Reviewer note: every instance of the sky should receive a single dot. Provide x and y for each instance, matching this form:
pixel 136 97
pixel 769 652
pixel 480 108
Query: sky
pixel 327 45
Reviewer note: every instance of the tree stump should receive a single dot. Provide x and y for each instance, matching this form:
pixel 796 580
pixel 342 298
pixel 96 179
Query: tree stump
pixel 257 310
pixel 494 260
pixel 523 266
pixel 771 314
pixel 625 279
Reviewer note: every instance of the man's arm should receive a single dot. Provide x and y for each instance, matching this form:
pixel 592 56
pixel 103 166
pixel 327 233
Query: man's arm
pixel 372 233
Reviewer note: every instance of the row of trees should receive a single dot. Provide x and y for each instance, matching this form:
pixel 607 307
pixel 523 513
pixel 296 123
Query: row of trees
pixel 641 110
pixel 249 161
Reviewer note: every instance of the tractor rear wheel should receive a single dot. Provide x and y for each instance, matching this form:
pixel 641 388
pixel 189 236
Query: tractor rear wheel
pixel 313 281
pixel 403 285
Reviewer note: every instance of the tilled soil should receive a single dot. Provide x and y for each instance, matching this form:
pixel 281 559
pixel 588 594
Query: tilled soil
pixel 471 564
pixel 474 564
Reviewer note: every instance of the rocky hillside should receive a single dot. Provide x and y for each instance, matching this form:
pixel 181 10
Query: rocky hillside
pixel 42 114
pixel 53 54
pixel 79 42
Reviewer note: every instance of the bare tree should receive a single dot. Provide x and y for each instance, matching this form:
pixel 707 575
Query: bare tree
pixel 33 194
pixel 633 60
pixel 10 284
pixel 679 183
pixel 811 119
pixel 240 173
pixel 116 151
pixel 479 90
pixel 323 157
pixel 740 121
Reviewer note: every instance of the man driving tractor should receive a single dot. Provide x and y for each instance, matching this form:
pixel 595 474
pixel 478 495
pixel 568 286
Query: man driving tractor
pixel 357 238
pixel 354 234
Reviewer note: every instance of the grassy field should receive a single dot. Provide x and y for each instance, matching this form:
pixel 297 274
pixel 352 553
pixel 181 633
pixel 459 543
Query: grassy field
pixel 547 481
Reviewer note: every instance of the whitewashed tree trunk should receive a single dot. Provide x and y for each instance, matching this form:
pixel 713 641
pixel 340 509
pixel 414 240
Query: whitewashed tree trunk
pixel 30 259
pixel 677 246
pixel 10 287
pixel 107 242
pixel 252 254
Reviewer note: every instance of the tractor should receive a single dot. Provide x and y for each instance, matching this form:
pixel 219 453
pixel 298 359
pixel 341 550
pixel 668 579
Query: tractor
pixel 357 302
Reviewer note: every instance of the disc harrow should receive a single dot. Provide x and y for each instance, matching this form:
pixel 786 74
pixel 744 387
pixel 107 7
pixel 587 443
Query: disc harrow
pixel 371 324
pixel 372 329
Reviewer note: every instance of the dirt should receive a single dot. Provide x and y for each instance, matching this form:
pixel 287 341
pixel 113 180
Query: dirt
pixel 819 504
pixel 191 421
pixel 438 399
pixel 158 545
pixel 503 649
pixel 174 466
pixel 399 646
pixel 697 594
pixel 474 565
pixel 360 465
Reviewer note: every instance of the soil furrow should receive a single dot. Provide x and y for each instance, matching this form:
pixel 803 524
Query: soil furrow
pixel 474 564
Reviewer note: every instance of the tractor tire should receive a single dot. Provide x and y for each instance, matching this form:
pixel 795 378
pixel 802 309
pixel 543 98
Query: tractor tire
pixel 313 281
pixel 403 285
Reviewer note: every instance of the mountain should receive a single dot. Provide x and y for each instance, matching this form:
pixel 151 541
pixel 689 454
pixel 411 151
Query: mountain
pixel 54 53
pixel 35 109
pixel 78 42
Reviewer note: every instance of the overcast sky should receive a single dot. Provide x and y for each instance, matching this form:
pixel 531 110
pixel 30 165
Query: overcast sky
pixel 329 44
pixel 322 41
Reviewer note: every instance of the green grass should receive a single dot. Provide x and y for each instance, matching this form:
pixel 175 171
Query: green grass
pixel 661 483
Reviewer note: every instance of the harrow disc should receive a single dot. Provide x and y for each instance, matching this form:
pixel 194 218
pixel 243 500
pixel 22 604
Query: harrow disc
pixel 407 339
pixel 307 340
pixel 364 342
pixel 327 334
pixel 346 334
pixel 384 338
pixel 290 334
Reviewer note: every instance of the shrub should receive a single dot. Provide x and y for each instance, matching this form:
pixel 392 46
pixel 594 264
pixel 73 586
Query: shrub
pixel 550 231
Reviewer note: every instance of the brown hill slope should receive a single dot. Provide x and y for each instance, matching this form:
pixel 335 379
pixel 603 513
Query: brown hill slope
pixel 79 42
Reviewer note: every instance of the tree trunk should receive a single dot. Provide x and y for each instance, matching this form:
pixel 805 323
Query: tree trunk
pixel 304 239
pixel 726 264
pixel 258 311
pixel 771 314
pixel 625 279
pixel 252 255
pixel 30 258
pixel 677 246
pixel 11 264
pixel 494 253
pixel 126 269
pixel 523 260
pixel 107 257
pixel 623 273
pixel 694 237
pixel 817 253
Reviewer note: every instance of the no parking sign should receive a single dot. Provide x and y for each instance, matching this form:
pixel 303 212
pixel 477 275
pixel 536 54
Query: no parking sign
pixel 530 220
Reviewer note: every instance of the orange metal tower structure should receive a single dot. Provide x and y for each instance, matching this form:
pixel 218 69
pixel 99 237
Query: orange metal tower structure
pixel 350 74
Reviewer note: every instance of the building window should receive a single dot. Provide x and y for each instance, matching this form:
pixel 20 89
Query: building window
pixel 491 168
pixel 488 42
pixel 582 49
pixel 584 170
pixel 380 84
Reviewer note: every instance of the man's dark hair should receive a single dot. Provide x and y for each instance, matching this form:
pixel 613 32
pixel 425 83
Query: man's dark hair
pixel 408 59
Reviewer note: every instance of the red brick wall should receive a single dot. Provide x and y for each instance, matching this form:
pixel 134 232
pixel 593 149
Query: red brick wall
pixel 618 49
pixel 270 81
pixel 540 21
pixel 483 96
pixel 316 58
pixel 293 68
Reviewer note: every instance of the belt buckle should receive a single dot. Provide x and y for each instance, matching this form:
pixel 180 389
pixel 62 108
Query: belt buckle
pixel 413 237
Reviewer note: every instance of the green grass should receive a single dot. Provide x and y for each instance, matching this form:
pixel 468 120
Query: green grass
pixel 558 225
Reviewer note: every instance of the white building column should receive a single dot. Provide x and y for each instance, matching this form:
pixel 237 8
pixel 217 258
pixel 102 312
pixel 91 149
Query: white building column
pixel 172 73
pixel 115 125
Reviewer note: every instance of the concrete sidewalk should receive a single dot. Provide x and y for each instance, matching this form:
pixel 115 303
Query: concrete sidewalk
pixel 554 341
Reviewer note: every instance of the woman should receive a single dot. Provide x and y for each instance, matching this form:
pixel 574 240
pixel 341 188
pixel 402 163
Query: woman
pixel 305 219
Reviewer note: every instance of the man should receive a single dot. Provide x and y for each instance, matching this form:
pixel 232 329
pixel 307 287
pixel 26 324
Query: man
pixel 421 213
##############################
GOAL OF THE EXERCISE ▸ Lay out everything in the records from the line containing "Reviewer note: every instance of the orange" down to the line containing "pixel 554 341", both ends included, as a JSON list of strings. Use one string per line and leave out blank lines.

TASK RESULT ▸
[
  "Reviewer note: every instance of the orange metal tower structure should receive a single dot. Provide x and y for each instance, matching this form:",
  "pixel 218 69",
  "pixel 99 237",
  "Query: orange metal tower structure",
  "pixel 350 74",
  "Reviewer note: every instance of the building window should receive a single dot. Provide x and y for each instance, matching this form:",
  "pixel 20 89",
  "Query: building window",
  "pixel 491 168",
  "pixel 488 42",
  "pixel 582 49",
  "pixel 584 170",
  "pixel 380 84",
  "Reviewer note: every instance of the man's dark hair should receive a single dot. Provide x and y for each instance, matching this form:",
  "pixel 613 32",
  "pixel 425 83",
  "Query: man's dark hair",
  "pixel 408 59",
  "Reviewer note: every instance of the red brick wall should receive a single dot. Provide x and y for each instance, matching this form:",
  "pixel 134 232",
  "pixel 593 149",
  "Query: red brick wall",
  "pixel 618 49",
  "pixel 270 81",
  "pixel 540 21",
  "pixel 483 96",
  "pixel 316 58",
  "pixel 293 68",
  "Reviewer note: every instance of the belt buckle should receive a single dot. Provide x and y for each instance, matching this form:",
  "pixel 180 389",
  "pixel 62 108",
  "Query: belt buckle",
  "pixel 413 237",
  "Reviewer note: every instance of the green grass should receive a single dot. Provide x and y for each instance, matching this form:",
  "pixel 468 120",
  "Query: green grass",
  "pixel 558 225",
  "Reviewer note: every instance of the white building column should receive a single dot. Provide x and y for each instance, matching this form:",
  "pixel 237 8",
  "pixel 217 258",
  "pixel 102 312",
  "pixel 91 149",
  "Query: white building column",
  "pixel 172 73",
  "pixel 115 125",
  "Reviewer note: every instance of the concrete sidewalk should receive a single dot. Provide x and y for each instance, matching this form:",
  "pixel 115 303",
  "Query: concrete sidewalk",
  "pixel 554 341"
]